## [YOUR GOAL]
Show all lines of the entries in which the word "fence" is found.

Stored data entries
☆ ☆ ☆ ☆ ☆
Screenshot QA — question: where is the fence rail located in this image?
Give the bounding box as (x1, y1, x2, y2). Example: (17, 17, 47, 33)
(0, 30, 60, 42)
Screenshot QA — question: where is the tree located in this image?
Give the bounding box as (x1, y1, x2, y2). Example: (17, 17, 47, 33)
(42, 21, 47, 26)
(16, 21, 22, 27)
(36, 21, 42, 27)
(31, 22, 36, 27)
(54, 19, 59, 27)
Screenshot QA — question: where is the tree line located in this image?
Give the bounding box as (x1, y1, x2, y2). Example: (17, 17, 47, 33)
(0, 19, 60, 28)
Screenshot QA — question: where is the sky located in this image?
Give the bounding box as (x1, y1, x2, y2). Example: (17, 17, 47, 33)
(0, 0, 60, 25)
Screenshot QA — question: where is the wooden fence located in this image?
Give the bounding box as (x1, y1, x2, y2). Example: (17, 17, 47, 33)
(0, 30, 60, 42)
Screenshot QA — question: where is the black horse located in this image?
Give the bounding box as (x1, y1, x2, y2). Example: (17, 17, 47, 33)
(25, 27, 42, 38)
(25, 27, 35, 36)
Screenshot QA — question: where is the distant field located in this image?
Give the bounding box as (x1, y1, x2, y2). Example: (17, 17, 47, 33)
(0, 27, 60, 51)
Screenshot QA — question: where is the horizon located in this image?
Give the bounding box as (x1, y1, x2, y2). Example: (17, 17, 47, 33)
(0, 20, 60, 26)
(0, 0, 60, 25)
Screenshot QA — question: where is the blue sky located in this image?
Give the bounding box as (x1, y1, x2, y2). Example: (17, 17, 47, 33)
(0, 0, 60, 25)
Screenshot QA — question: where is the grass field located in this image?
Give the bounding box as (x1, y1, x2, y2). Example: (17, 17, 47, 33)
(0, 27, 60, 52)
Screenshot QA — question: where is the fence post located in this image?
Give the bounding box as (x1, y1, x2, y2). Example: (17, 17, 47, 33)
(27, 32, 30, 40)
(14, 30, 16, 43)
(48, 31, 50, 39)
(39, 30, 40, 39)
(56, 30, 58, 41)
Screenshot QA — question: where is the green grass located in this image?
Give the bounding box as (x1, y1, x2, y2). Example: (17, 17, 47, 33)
☆ ☆ ☆ ☆ ☆
## [WRITTEN RESPONSE]
Screenshot QA — question: where is the fence rail located in this image?
Screenshot QA — question: where is the wooden fence located in this image?
Screenshot QA — question: where is the fence post located in this image?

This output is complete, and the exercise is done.